_Stated goal_
Quote the data below word for word, from the line containing "Indicate the blue" through the final line of the data, with both of those lines included.

_Record excerpts_

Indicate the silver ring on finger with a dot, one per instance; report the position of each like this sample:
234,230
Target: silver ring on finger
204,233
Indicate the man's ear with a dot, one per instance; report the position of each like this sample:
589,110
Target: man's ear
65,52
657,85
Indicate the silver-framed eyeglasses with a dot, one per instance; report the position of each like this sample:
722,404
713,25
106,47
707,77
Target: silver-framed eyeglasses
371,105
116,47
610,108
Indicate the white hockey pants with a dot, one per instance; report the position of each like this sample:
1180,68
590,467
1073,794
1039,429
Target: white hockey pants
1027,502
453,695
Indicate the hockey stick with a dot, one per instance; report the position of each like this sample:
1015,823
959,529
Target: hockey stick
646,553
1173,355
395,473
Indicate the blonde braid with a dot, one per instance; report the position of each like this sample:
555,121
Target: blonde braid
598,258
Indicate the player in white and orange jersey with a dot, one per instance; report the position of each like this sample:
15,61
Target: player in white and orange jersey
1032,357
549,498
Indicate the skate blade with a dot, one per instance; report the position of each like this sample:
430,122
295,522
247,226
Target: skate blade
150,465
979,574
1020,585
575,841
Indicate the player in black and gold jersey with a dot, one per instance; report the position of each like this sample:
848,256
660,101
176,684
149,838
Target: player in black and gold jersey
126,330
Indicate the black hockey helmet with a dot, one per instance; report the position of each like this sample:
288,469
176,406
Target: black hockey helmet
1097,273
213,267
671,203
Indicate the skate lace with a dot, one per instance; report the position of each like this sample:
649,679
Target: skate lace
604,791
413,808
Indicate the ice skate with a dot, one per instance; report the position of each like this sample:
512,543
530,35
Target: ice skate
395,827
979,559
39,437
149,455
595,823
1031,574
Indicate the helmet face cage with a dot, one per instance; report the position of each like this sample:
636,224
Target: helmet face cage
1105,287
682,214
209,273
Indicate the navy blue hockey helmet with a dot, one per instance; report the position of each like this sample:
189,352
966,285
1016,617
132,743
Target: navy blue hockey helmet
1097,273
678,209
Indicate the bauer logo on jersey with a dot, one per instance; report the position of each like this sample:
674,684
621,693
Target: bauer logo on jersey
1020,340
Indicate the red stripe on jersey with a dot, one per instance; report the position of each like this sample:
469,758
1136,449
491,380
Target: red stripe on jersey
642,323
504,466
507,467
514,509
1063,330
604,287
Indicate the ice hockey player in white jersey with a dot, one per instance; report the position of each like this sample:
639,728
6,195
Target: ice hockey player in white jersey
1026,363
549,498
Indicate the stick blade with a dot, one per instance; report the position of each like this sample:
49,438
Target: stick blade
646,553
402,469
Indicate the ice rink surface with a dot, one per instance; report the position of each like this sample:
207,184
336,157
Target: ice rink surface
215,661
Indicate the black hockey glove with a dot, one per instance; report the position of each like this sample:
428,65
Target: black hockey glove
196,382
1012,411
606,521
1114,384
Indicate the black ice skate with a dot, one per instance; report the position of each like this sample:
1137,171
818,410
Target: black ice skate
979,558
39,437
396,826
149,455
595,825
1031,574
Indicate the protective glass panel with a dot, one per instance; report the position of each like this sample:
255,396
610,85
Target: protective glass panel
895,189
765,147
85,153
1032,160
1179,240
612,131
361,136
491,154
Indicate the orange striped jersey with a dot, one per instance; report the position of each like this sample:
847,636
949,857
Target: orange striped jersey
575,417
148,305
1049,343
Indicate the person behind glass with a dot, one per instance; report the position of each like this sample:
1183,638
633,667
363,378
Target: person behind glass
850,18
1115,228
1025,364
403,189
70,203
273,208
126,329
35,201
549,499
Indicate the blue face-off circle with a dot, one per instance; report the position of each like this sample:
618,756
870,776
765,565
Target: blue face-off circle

_Finished exercise_
Indicate the blue face-off circle with a dot, one per instance; report the position of each like this sample:
618,756
870,776
765,565
Target: blue face-off circle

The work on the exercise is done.